**Task objective**
When you reach the line containing "for every instance of the young" in the entries below, start writing out each line exactly, and stop after the line containing "for every instance of the green".

Dataset entries
'''

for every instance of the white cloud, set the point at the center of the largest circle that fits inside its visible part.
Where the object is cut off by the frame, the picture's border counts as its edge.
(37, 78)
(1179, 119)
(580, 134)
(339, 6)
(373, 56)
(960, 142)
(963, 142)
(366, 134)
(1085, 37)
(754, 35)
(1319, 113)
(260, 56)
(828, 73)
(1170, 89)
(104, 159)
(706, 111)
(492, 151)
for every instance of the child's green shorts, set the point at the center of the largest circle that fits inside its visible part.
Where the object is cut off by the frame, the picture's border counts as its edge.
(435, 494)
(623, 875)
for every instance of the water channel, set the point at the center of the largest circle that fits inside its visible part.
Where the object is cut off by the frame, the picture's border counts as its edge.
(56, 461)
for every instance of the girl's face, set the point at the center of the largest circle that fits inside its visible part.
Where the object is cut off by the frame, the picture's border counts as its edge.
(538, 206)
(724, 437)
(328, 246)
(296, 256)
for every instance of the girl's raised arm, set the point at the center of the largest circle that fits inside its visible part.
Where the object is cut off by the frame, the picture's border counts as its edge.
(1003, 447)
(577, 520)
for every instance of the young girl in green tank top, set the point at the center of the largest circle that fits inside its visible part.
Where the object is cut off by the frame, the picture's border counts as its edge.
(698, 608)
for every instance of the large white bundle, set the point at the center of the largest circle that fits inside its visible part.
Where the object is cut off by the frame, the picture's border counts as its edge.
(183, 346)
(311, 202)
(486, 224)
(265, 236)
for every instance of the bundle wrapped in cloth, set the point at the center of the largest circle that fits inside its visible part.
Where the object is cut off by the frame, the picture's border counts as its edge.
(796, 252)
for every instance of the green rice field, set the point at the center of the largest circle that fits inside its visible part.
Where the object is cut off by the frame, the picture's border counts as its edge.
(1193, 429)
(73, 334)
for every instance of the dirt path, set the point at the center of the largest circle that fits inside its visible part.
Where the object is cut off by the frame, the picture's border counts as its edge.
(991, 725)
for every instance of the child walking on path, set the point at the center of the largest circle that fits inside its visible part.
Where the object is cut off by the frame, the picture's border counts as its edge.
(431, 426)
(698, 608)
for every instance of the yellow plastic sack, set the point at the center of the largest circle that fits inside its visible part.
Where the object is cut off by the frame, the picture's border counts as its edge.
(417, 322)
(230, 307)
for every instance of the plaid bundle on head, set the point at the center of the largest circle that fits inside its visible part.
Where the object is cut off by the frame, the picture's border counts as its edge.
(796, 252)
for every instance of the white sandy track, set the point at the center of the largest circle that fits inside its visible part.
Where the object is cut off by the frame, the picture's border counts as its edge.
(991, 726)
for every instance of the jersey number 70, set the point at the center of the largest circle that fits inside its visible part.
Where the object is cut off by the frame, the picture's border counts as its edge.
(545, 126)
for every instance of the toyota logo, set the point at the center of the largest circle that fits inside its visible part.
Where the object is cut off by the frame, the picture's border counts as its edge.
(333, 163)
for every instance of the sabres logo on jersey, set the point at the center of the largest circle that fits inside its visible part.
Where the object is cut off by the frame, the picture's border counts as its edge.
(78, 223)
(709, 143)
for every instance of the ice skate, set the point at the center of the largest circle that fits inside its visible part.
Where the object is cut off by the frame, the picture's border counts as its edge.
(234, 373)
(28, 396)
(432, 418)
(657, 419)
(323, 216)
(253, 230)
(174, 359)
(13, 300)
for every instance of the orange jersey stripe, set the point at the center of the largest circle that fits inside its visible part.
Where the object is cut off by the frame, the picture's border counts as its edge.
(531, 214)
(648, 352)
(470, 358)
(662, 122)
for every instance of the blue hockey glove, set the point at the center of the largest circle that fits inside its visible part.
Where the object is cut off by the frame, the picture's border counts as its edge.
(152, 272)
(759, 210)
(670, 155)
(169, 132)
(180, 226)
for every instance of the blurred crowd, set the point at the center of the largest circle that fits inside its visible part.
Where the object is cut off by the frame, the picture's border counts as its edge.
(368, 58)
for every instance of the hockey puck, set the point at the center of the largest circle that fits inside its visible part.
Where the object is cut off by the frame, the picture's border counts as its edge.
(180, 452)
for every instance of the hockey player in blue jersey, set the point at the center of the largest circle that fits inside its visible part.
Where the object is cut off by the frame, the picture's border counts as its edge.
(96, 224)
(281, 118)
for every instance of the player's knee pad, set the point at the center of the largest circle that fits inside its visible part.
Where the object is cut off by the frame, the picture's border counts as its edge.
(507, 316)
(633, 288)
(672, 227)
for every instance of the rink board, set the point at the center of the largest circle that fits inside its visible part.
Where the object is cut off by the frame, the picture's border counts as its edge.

'''

**Task output**
for every instance of the young girl in green tank top, set the point at the center of the largest circle that fits inside its visible part.
Where the object is cut off by the frame, the picture's border counts as its edge.
(698, 608)
for every instance of the large white bundle, set the point at the center of the largest circle that fits inside its visible part.
Where the object is cut off by the frame, the picture's border counts as its edge.
(183, 346)
(311, 202)
(486, 224)
(265, 236)
for every instance of the bundle wrapped in cloth, set the point at the center of the largest circle that fits inside its visible part.
Where the object is cut off by the frame, the picture's border counts as its edge.
(796, 252)
for every instance of the green rice field, set the point at the center of the largest circle that fits inside its visible part.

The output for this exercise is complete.